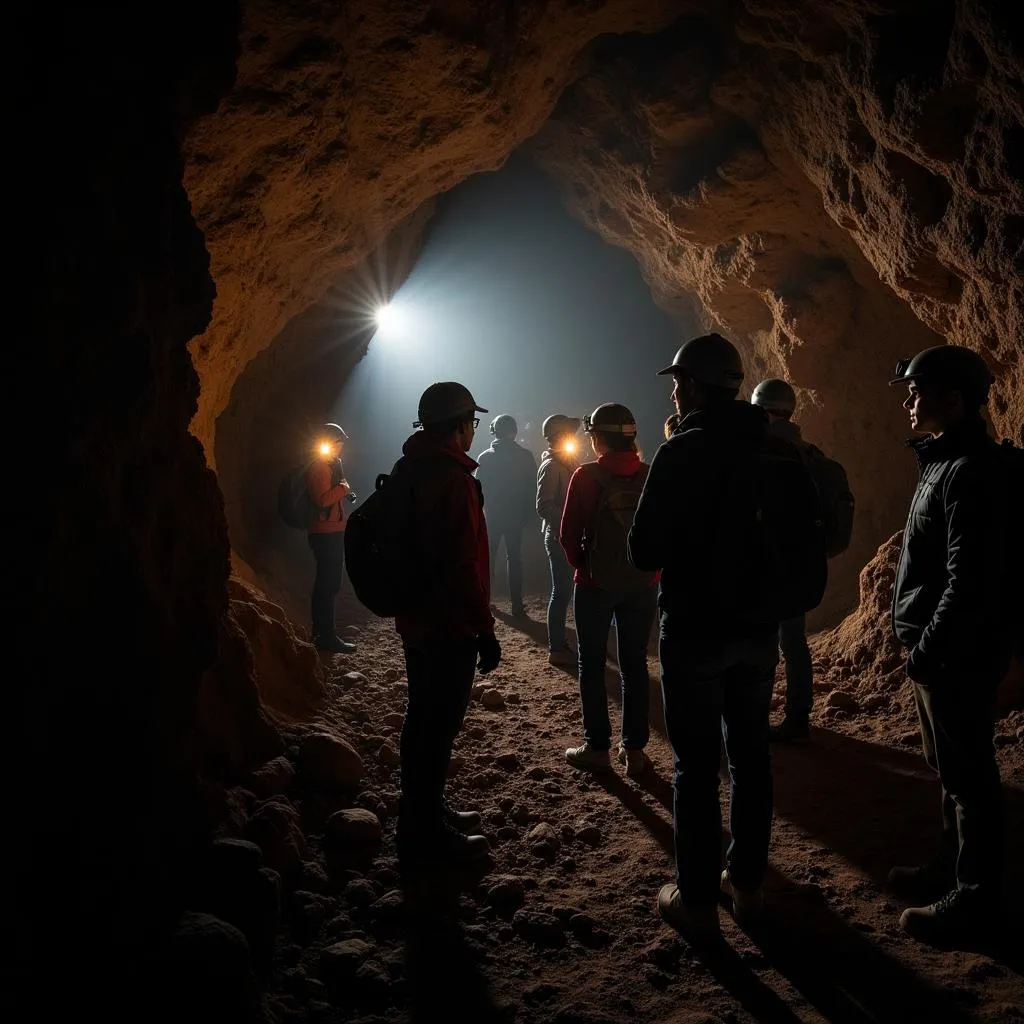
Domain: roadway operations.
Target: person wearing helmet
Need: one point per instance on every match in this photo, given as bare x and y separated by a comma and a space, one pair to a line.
450, 634
778, 400
328, 489
599, 506
506, 473
718, 666
558, 462
950, 612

· · · · ·

Could the data above be returned in full, exactly, with every image left out?

Domain: roadway operations.
Target: person wearing helmet
Need: one point per instance on every match in this photo, given as bare x and y separated by a comma and a space, one pair to a line.
450, 634
778, 400
328, 489
599, 506
506, 473
718, 666
558, 462
950, 612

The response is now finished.